GIVEN INSTRUCTION 1
In the 401(k) plan amendment, how many Hours of Service does a case worker paid on a case-by-case basis receive for each bi-weekly pay period in which that worker is paid for a case?
GIVEN INSTRUCTION 2
Pick up the 401(k) plan amendment after its final sentence and carry it on.

DOCUMENT EXCERPT
┌──
EX-10.1 2 g27577exv10w1.htm EX-10.1 exv10w1
Exhibit 10.1
FOURTH AMENDMENT TO THE
CHS/COMMUNITY HEALTH SYSTEMS, INC. 401(K) PLAN
January 1, 2010
          WHEREAS, CHS/Community Health Systems, Inc. (the “Company”) has previously established and currently maintains the CHS/Community Health Systems, Inc. 401(k) Plan (the “Plan”); and
          WHEREAS, the Company desires to amend the Plan to comply with guidance issued under the Pension Protection Act of 2006 and the Heroes Earnings Assistance and Relief Tax Act of 2008 and to make certain optional changes; and
          WHEREAS, the Company has the right to amend the Plan; and
          WHEREAS, the Board of Directors has approved of the changes set forth in this Amendment.
          NOW, THEREFORE, BE IT RESOLVED, that the Plan be and the same is hereby amended, as follows:
     1. Effective as of January 1, 2010, the following shall be added to the end of Section 1.48:
Notwithstanding the foregoing, for Employees who are case workers paid on a case-by-case basis, such Employees shall be credited with ninety-five (95) Hours of Service for each bi-weekly pay period in which such Employees are paid for a case.
└──
[Location labeling records]
┌──
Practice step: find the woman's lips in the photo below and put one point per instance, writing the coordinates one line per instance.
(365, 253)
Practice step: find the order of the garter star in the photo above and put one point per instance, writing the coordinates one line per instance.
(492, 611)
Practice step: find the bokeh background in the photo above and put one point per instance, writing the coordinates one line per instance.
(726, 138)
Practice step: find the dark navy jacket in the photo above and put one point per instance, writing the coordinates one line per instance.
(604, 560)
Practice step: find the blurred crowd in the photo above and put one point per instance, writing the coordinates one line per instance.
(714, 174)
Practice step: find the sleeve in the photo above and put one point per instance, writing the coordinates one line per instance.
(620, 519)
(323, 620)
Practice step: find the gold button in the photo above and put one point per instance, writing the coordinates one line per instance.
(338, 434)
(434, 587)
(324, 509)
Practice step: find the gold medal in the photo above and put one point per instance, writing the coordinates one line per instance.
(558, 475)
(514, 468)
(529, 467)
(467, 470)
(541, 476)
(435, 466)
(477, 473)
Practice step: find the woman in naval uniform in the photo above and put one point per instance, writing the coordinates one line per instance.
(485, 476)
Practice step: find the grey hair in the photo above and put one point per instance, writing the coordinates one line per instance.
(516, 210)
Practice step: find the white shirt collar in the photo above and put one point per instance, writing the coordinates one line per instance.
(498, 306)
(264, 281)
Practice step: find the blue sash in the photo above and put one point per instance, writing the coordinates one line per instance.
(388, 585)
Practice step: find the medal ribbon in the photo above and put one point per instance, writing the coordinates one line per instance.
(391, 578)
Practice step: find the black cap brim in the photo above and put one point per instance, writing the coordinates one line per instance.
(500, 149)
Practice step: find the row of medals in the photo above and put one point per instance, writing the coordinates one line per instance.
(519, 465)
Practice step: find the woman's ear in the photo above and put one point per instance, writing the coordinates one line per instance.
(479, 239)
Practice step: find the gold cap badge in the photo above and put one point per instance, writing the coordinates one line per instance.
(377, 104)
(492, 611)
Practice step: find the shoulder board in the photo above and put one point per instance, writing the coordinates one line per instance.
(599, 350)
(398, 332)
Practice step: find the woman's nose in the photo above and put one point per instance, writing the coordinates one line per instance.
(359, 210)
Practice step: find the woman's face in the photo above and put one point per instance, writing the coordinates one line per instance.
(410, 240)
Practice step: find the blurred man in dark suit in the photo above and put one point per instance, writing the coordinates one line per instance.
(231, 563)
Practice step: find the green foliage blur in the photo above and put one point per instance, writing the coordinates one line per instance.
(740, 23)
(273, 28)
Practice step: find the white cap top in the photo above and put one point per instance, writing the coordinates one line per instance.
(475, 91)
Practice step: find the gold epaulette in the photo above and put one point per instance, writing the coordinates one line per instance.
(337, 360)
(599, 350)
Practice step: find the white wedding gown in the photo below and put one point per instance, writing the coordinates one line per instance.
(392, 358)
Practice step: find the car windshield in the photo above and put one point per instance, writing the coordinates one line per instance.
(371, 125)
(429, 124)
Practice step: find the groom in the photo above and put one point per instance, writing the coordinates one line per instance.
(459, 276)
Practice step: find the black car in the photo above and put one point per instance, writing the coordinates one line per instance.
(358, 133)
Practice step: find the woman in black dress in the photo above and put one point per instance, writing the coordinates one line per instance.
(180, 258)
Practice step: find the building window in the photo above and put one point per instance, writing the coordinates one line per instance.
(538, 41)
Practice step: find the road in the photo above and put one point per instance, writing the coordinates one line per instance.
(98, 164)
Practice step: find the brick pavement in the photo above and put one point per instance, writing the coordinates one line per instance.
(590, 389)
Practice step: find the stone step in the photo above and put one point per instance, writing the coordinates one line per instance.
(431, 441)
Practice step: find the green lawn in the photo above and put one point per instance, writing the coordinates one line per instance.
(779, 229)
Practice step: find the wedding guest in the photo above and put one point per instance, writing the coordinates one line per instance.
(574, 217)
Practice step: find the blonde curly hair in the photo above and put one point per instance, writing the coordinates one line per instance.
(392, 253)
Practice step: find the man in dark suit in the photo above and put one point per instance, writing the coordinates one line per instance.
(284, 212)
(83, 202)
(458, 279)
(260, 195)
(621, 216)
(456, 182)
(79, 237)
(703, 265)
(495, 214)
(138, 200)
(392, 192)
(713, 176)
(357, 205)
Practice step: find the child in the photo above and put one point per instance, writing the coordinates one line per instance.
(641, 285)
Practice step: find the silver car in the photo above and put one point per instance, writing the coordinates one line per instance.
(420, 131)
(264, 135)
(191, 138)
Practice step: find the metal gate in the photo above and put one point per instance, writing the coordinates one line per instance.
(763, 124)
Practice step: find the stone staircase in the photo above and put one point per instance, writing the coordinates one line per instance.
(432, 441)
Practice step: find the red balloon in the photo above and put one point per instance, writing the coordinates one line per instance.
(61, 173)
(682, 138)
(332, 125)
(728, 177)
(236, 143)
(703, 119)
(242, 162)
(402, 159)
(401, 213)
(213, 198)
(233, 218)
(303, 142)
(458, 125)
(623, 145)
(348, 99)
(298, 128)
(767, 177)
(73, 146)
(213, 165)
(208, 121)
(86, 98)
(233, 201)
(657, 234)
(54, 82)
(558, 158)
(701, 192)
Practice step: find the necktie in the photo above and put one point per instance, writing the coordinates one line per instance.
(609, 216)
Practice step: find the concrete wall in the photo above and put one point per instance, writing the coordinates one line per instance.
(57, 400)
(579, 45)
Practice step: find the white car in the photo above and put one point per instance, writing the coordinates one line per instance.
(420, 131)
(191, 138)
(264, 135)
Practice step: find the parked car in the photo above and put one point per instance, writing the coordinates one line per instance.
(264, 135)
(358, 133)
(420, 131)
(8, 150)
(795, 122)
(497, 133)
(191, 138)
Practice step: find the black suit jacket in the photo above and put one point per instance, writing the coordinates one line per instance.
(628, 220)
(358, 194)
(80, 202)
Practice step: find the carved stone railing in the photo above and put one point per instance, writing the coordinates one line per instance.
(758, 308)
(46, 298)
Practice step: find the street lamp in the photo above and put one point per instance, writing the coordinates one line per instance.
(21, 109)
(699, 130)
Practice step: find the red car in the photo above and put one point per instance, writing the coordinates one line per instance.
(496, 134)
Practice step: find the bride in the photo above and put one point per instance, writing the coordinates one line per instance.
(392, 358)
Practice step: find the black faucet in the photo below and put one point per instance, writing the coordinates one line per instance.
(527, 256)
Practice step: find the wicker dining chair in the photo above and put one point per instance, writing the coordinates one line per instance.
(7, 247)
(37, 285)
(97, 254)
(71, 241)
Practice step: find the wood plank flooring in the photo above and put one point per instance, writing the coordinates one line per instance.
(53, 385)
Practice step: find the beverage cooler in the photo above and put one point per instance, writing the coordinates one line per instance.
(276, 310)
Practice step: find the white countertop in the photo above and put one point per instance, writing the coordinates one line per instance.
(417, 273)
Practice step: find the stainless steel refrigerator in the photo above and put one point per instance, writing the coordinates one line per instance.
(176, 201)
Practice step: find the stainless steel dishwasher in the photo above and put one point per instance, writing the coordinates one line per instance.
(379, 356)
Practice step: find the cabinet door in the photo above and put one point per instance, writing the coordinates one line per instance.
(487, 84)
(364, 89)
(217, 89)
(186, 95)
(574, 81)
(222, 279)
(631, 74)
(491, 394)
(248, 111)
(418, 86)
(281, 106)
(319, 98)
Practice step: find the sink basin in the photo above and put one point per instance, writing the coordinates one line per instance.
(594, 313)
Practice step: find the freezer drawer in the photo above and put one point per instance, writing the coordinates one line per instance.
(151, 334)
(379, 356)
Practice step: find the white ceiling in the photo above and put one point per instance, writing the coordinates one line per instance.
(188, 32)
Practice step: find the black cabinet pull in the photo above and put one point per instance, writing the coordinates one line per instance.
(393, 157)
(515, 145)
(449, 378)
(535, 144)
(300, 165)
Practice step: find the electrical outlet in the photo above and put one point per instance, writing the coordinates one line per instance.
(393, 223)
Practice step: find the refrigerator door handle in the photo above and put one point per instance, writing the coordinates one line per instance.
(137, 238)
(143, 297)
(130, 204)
└──
FINAL RESULT 1
Ninety-five (95) Hours of Service.

FINAL RESULT 2
     2. Effective as of January 1, 2007, the following shall be added to the last paragraph of Section 4.15 in lieu of the language added in Section 10 of the First Amendment to the Plan:
In the case of a death occurring on or after January 1, 2007, if a Participant dies while performing qualified military service (as defined in Code Section 414(u)), the Participant’s Beneficiary is entitled to any additional benefits (other than benefit accruals relating to the period of qualified military service) provided under the Plan as if the Participant had resumed employment and then terminated employment on account of death. Moreover, the Plan will credit the Participant’s qualified military service as service for vesting purposes, as though the Participant had resumed employment under USERRA immediately prior to the Participant’s death.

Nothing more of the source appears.